[Part of a data file]

· · · · ·

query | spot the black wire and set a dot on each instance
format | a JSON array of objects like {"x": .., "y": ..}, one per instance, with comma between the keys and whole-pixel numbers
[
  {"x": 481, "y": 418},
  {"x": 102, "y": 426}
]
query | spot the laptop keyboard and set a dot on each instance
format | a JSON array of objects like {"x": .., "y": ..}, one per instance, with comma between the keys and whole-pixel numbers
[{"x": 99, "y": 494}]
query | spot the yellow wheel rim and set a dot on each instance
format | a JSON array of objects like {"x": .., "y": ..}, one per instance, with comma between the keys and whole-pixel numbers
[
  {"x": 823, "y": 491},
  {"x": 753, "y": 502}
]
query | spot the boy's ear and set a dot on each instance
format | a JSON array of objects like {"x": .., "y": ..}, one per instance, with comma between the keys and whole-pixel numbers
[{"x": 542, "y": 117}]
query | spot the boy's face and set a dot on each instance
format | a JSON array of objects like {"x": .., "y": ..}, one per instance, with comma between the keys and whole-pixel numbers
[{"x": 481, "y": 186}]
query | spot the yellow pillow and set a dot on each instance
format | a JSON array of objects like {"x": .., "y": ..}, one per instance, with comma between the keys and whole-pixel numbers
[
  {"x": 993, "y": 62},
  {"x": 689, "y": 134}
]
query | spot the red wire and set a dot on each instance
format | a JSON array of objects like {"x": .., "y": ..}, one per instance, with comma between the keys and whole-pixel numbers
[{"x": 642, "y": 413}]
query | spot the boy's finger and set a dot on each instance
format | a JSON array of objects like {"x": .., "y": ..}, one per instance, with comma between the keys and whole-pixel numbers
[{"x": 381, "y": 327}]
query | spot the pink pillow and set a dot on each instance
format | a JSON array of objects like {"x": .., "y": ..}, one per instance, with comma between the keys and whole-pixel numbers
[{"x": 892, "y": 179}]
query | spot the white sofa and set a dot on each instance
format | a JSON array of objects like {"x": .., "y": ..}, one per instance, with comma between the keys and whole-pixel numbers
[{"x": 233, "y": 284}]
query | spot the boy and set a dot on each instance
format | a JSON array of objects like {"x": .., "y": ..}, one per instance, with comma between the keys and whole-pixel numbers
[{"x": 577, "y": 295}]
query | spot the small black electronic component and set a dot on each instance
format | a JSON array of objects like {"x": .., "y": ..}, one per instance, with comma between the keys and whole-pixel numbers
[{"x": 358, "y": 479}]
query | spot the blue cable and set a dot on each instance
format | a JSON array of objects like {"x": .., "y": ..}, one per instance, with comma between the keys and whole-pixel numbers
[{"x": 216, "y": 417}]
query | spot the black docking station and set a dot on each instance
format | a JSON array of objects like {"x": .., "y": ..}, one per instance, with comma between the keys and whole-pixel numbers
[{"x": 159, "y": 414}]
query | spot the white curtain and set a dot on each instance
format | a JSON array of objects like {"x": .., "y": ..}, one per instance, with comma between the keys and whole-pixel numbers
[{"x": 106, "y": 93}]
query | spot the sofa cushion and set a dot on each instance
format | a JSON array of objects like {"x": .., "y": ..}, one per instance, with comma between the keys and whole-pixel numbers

· · · · ·

- _Short problem_: Rewrite the lines of the records from the one containing "query | spot the small" through the end, replacing every "set a dot" with "place a point" and changing nothing else.

- _Expected answer_:
query | spot the small black electronic component and place a point on each instance
format | a JSON array of objects like {"x": .., "y": ..}, one per instance, with comma between the keys and whole-pixel numbers
[{"x": 358, "y": 479}]
query | spot the blue cable and place a point on each instance
format | a JSON array of objects like {"x": .., "y": ..}, one per instance, with comma between the keys and whole-pixel numbers
[{"x": 216, "y": 417}]
query | spot the black docking station and place a point on each instance
format | a JSON array of objects like {"x": .., "y": ..}, one per instance, with comma between the keys and whole-pixel numbers
[{"x": 159, "y": 414}]
query | spot the white curtain and place a point on each instance
format | a JSON array of objects like {"x": .., "y": ..}, one per instance, with comma between the keys and whole-pixel numbers
[{"x": 106, "y": 93}]
query | spot the sofa cushion and place a point on each instance
format | a JSON array of objects like {"x": .., "y": ..}, one per instance, with comma between the keys and whole-pixel numbers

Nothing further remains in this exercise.